# [To do]
Everything from the line with "leather shoe in the image." to the end of the entries should be copied exactly, and nothing else.
*** Opening of Source data ***
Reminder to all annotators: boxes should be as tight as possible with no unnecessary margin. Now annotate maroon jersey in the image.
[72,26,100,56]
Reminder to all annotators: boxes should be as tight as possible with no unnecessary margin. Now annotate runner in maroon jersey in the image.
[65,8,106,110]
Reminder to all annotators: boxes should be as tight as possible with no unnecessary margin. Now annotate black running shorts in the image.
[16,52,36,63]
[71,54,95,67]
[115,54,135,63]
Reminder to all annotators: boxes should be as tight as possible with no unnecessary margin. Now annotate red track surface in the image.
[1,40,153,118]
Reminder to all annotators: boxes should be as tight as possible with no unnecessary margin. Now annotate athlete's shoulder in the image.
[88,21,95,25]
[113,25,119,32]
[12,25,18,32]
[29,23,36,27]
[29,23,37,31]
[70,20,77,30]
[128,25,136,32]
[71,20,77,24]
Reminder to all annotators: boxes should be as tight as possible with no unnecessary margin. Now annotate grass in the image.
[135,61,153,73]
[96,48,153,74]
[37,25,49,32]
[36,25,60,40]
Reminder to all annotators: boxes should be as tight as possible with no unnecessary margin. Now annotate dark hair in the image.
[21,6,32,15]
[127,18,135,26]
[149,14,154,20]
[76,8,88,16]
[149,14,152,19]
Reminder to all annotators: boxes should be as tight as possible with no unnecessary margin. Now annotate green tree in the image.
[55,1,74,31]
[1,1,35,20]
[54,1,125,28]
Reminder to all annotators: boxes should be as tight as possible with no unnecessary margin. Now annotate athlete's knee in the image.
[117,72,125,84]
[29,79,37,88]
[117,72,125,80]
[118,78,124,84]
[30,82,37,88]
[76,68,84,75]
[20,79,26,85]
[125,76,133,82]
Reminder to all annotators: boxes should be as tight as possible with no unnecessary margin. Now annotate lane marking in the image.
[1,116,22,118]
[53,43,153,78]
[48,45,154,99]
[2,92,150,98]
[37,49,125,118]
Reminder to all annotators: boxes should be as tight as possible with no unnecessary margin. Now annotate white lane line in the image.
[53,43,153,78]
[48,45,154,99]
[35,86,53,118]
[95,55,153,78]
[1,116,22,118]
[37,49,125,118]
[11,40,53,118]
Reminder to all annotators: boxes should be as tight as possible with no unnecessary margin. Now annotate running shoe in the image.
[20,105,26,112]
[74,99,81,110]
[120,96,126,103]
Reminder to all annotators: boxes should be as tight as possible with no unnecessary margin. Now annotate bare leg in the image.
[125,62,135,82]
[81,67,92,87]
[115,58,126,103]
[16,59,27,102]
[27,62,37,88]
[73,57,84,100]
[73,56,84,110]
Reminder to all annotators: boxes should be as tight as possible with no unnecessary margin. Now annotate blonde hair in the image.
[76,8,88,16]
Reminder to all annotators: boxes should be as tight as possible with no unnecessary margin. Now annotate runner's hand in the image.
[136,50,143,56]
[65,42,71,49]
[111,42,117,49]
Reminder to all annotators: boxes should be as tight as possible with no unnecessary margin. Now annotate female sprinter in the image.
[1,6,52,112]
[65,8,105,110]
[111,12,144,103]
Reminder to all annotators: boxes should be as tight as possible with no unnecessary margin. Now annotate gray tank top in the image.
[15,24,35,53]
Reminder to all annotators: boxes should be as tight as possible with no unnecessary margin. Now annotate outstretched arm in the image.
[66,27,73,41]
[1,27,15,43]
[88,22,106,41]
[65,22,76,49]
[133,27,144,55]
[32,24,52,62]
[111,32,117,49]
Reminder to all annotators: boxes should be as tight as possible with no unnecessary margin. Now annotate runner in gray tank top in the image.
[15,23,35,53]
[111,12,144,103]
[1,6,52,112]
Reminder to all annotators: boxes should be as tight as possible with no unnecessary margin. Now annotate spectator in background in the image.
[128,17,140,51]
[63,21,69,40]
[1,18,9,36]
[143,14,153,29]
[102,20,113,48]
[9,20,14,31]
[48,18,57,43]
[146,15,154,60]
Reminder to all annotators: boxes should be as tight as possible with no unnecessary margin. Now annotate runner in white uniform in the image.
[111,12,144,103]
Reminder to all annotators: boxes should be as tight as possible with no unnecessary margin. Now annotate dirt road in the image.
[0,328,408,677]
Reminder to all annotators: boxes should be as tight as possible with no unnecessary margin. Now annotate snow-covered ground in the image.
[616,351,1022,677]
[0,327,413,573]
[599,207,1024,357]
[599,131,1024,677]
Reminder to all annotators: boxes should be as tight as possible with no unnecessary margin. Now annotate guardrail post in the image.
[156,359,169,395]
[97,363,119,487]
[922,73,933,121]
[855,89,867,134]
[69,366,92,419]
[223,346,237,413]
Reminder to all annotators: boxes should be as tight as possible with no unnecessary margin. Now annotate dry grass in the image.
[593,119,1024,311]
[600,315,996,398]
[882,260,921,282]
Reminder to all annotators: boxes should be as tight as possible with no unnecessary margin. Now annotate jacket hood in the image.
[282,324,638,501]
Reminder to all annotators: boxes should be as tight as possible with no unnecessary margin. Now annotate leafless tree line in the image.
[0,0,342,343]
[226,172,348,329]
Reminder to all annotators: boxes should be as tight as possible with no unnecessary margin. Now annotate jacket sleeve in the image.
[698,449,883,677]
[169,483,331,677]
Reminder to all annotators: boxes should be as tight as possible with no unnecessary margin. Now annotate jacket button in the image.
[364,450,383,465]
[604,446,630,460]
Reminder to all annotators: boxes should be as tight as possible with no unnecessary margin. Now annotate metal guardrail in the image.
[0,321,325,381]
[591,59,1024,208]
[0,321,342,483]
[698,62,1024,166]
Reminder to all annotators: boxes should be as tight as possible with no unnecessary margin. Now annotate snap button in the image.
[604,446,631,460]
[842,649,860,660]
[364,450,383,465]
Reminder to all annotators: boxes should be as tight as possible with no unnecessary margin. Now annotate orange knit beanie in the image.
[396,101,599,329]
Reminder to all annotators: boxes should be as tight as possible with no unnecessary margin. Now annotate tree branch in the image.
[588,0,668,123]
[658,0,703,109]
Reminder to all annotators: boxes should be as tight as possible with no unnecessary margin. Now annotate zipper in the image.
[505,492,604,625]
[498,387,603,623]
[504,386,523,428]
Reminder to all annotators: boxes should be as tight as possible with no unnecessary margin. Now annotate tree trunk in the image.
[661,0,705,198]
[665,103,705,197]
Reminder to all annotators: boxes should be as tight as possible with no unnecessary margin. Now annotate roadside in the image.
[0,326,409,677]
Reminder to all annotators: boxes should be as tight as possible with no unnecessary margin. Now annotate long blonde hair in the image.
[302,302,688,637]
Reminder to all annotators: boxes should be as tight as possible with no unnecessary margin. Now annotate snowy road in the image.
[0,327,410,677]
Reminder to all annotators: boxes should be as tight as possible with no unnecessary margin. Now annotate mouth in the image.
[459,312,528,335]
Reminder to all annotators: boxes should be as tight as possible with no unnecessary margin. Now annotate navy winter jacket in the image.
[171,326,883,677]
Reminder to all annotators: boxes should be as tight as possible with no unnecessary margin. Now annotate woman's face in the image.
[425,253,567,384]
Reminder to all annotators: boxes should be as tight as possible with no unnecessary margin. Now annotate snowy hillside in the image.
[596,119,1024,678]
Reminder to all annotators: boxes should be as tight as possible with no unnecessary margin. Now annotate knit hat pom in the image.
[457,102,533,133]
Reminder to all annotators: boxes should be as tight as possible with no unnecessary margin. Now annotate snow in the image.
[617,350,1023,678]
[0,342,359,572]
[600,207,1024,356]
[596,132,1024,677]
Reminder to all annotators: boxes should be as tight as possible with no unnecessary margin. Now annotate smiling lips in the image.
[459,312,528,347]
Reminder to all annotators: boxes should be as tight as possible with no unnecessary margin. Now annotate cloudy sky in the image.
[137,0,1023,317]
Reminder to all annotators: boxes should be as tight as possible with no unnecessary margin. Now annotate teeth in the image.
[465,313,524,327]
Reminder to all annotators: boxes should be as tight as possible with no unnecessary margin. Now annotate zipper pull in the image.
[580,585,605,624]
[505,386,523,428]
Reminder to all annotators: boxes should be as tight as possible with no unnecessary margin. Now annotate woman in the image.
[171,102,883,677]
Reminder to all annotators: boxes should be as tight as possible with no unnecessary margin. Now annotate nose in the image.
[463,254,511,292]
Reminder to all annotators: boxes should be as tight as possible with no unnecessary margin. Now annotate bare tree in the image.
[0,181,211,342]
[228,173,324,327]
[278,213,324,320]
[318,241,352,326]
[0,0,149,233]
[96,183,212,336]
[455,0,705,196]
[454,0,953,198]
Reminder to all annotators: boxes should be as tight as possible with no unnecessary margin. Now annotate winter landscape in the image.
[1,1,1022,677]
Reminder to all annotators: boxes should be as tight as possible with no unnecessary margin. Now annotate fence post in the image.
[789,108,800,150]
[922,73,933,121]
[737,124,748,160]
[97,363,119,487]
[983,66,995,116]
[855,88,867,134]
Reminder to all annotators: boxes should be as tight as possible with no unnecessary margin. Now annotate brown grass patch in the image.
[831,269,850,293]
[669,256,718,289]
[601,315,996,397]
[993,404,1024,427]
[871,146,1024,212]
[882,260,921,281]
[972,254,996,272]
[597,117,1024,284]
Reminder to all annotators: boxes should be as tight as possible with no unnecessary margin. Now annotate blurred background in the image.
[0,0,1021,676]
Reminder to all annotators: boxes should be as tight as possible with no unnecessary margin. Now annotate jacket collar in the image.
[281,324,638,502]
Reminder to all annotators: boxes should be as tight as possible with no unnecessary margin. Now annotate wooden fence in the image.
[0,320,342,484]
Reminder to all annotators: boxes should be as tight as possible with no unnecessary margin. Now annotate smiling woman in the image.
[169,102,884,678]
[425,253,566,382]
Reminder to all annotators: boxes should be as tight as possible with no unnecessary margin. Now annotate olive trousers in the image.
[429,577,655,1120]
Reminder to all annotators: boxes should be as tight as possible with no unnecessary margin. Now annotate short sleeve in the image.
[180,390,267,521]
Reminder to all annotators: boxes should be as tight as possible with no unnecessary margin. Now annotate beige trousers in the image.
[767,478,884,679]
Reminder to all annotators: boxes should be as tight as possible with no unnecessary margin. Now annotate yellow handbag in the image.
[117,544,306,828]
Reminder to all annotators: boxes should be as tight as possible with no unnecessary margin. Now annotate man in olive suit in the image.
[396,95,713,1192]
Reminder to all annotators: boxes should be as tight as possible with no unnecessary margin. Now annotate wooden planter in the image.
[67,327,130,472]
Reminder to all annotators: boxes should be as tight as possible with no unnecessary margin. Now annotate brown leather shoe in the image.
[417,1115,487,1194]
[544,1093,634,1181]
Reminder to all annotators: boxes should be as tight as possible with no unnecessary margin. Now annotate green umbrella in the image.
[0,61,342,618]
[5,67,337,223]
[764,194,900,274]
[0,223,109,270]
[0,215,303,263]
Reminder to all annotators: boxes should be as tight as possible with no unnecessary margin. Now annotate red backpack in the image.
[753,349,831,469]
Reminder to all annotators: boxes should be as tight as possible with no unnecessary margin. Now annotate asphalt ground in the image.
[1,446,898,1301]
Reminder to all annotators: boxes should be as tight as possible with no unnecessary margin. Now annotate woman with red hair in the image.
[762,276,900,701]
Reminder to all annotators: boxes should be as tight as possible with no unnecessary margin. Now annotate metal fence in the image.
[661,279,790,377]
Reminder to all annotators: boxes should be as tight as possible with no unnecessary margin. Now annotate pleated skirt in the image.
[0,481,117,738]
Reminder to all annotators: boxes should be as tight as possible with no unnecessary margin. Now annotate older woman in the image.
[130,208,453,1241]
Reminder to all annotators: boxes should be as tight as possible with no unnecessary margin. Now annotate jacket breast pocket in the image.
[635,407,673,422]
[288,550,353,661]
*** Close of Source data ***
# [Task answer]
Reminder to all annotators: boxes should be as tight as possible with no unnecessary margin. Now annotate brown leather shoe in the image.
[417,1115,487,1194]
[544,1093,634,1181]
Reminder to all annotators: boxes should be as tight as possible with no unnecessary margin. Now annotate green umbrella in the image.
[0,61,342,618]
[5,67,337,223]
[764,194,900,274]
[0,223,109,270]
[0,215,303,263]
Reminder to all annotators: boxes should be as tight as possible with no unnecessary margin. Now annotate red backpack in the image.
[753,349,831,469]
Reminder to all annotators: boxes should be as tight as possible with no unnecessary margin. Now annotate asphalt ground in the image.
[1,446,898,1301]
Reminder to all annotators: boxes should be as tight as possible with no unnecessary margin. Now annotate woman with red hair in the image.
[762,276,900,701]
Reminder to all annotators: boxes should be as tight as possible with no unnecessary margin. Now annotate metal fence in the image.
[661,279,790,377]
Reminder to all annotators: boxes should be as tight as possible with no unnecessary margin. Now annotate pleated skirt in the image.
[0,481,117,738]
Reminder to all annotators: boxes should be as tight as possible with no unnecessary margin. Now annotate older woman in the image.
[130,208,453,1241]
Reminder to all annotators: boxes should be as tight as possible with no unnecessary margin. Now annotate jacket breast pocket in the image.
[635,407,673,422]
[288,550,353,661]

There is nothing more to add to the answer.